#### [Consigne écrite]
Extrayez des enregistrements ci-dessous chaque ligne qui contient le mot « stubble ».
----
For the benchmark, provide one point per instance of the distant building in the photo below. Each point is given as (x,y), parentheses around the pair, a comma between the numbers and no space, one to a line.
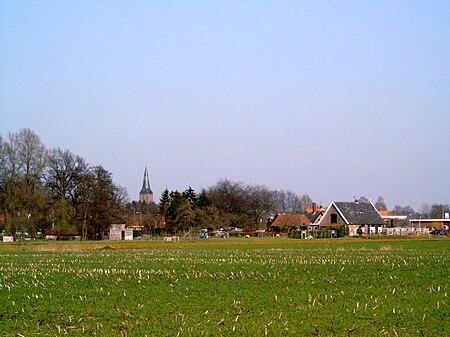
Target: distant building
(354,215)
(288,222)
(146,194)
(120,232)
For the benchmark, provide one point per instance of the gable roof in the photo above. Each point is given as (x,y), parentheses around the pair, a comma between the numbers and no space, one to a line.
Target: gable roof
(357,213)
(290,220)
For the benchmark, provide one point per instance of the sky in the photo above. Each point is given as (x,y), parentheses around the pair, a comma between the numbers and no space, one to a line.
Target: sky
(336,99)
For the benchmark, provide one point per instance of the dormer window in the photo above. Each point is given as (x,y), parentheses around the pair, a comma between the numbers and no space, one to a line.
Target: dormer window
(333,218)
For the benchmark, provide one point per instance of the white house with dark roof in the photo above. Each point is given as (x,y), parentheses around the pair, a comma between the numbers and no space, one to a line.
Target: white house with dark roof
(354,215)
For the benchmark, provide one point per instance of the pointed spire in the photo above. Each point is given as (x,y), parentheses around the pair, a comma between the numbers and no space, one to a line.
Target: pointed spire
(146,193)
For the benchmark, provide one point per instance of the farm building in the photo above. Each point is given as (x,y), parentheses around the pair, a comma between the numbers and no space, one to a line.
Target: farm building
(354,215)
(430,223)
(120,232)
(288,222)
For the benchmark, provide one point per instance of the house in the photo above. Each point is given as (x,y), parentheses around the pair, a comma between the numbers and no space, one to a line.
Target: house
(120,232)
(288,222)
(430,223)
(358,216)
(393,220)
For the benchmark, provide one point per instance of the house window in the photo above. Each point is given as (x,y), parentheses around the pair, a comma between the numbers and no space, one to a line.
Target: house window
(333,218)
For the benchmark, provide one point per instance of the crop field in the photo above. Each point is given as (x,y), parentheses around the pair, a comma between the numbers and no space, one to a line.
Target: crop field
(236,288)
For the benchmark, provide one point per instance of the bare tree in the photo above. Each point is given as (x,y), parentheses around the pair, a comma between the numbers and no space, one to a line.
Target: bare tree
(23,158)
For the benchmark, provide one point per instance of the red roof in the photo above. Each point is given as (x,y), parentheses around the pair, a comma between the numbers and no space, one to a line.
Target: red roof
(290,220)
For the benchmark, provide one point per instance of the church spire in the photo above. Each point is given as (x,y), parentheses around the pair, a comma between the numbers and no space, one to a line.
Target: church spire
(146,194)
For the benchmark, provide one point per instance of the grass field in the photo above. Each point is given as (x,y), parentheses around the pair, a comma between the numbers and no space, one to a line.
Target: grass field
(235,287)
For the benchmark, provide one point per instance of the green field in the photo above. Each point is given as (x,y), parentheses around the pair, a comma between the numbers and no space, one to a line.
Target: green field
(254,287)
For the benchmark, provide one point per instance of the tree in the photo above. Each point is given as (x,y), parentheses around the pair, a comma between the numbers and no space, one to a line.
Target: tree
(260,203)
(229,197)
(23,158)
(68,181)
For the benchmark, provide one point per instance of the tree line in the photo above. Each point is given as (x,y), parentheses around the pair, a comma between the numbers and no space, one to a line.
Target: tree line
(54,191)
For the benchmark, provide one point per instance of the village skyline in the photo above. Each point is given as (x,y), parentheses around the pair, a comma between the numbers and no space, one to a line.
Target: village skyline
(336,100)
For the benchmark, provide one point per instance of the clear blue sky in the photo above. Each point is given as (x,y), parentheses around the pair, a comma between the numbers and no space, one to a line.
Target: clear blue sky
(331,98)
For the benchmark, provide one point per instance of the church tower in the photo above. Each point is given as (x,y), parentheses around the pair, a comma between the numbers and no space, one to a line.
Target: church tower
(146,194)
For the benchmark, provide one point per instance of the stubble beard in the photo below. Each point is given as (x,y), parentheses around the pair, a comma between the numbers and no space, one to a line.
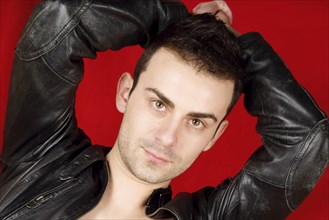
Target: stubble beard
(134,159)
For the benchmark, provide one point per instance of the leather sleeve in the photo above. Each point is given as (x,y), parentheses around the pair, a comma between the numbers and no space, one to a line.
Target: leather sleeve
(48,65)
(294,133)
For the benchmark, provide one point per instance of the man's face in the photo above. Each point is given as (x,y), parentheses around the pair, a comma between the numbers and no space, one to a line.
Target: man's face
(170,117)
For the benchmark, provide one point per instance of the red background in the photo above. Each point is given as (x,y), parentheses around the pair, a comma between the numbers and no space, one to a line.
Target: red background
(297,30)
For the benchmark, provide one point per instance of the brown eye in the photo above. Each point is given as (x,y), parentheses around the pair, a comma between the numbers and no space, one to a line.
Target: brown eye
(158,105)
(196,122)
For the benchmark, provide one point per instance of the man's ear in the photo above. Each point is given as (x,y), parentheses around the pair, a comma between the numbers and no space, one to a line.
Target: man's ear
(124,86)
(218,133)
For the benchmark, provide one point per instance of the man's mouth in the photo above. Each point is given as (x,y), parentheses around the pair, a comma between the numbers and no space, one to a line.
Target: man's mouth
(155,157)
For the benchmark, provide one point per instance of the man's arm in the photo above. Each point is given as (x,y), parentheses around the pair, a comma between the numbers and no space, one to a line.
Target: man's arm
(48,66)
(294,132)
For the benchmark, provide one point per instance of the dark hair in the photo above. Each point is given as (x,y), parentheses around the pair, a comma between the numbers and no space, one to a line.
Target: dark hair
(201,41)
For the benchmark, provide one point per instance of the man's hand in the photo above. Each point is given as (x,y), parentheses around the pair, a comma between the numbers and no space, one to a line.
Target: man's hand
(218,8)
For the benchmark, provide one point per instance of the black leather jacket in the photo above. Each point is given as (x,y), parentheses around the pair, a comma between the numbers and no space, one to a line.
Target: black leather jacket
(51,170)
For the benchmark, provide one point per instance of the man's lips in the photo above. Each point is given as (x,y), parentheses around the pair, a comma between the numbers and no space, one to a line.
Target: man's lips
(155,157)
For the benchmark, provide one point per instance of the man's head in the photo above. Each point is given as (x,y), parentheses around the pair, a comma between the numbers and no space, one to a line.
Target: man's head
(185,83)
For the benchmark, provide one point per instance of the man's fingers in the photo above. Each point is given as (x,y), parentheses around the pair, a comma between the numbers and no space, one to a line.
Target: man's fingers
(215,7)
(222,16)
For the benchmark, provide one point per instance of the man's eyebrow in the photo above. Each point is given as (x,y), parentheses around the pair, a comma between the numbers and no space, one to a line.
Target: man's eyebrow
(203,115)
(161,96)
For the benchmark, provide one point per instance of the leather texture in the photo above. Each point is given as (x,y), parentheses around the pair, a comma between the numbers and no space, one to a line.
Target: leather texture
(50,169)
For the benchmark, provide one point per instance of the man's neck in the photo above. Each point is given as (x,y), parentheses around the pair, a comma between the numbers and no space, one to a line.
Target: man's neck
(125,195)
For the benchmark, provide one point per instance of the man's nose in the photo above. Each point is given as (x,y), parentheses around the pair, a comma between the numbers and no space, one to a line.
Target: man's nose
(167,132)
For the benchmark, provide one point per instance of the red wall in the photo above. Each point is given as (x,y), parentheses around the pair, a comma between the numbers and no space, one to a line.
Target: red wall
(298,31)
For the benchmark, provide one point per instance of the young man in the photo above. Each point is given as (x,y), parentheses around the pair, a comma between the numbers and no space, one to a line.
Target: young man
(175,110)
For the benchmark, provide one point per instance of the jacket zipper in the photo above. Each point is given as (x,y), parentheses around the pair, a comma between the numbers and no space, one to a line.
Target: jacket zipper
(39,200)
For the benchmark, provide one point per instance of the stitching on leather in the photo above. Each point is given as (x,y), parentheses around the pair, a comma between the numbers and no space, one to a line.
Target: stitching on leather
(51,44)
(300,155)
(233,207)
(264,180)
(59,75)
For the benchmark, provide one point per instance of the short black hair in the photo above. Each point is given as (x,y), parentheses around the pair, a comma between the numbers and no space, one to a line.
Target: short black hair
(204,42)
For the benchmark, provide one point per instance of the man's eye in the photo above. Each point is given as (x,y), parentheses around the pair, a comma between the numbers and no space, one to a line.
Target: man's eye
(158,105)
(197,123)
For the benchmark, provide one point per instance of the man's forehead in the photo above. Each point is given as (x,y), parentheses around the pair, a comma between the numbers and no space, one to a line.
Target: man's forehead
(184,85)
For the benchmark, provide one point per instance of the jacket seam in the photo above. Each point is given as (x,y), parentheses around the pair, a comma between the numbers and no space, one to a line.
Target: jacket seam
(264,180)
(56,73)
(300,155)
(51,44)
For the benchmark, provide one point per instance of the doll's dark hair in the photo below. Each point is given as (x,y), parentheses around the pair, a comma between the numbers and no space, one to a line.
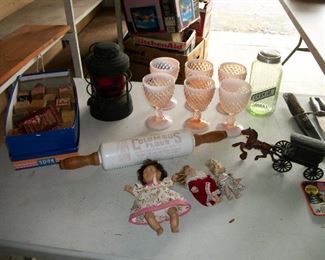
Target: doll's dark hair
(156,164)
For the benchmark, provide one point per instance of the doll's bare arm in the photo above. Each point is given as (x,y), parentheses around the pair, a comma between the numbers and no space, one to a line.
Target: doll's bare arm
(128,188)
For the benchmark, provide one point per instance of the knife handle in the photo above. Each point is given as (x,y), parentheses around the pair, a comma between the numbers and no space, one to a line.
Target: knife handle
(314,104)
(321,103)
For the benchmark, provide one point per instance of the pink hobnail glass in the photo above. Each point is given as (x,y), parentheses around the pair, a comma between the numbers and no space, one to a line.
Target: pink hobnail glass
(158,89)
(166,65)
(199,91)
(230,70)
(234,95)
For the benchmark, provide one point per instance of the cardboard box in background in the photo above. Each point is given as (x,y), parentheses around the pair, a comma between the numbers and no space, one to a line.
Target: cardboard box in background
(147,16)
(182,46)
(202,26)
(140,57)
(56,141)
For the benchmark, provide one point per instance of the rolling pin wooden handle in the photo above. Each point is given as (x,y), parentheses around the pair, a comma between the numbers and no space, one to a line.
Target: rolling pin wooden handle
(80,161)
(210,137)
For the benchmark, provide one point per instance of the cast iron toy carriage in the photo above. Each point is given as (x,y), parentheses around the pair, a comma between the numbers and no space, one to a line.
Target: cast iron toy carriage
(301,149)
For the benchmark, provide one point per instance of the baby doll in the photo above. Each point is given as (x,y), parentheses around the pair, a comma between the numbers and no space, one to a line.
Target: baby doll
(230,186)
(154,201)
(202,186)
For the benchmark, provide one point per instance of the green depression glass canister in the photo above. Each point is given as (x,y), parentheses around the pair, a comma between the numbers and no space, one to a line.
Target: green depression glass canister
(265,80)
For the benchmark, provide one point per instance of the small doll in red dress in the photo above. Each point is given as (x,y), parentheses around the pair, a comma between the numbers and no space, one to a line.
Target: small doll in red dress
(154,201)
(203,187)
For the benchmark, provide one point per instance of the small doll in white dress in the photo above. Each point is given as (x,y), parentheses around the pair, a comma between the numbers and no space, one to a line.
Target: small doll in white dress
(154,201)
(230,186)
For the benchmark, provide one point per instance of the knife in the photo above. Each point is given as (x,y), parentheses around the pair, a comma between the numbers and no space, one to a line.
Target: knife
(321,103)
(300,116)
(319,113)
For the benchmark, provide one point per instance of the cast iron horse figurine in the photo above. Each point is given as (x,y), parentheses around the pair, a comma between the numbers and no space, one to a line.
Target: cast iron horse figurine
(302,149)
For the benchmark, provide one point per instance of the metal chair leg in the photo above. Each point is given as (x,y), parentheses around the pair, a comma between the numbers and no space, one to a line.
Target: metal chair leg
(297,48)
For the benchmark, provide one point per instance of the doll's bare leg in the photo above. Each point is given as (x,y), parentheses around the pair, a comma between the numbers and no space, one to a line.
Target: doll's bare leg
(174,219)
(153,223)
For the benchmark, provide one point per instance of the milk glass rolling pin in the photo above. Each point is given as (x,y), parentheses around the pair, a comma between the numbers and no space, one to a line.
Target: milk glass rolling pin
(157,146)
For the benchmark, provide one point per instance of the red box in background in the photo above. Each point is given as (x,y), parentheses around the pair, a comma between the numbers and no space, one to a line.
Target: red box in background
(202,26)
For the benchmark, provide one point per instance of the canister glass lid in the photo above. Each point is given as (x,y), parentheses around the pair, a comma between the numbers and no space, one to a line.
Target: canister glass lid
(269,56)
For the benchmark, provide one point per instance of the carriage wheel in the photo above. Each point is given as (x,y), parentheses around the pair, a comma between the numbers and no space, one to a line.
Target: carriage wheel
(279,146)
(282,165)
(313,174)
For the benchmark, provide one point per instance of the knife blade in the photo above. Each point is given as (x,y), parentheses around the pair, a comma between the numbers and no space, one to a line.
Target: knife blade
(318,112)
(300,116)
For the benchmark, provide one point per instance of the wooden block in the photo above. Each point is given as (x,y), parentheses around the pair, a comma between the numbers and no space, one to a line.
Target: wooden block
(66,91)
(63,103)
(38,91)
(49,99)
(21,107)
(36,104)
(54,91)
(23,95)
(17,118)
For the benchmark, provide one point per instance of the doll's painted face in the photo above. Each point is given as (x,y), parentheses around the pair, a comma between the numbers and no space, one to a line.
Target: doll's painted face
(150,173)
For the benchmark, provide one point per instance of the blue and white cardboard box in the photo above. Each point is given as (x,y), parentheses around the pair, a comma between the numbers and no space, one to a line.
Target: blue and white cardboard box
(47,143)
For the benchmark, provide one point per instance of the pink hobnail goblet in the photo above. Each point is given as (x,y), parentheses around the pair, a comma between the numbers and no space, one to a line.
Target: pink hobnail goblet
(234,95)
(230,70)
(166,65)
(158,89)
(199,91)
(198,67)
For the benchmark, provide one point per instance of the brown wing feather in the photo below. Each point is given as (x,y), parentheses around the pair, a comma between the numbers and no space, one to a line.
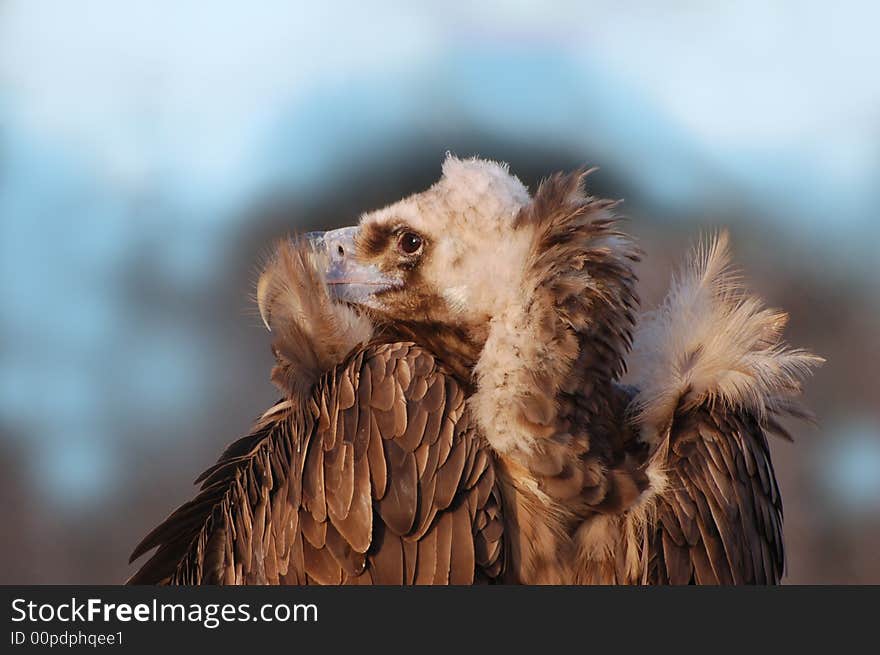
----
#### [Résultat ci-dessous]
For the benchmark, provide one point per instance of the stubble beard in the photo below. Each point is given as (x,y), parentheses around the pair, a comma between the numbers and no space, one to a line.
Target: stubble beard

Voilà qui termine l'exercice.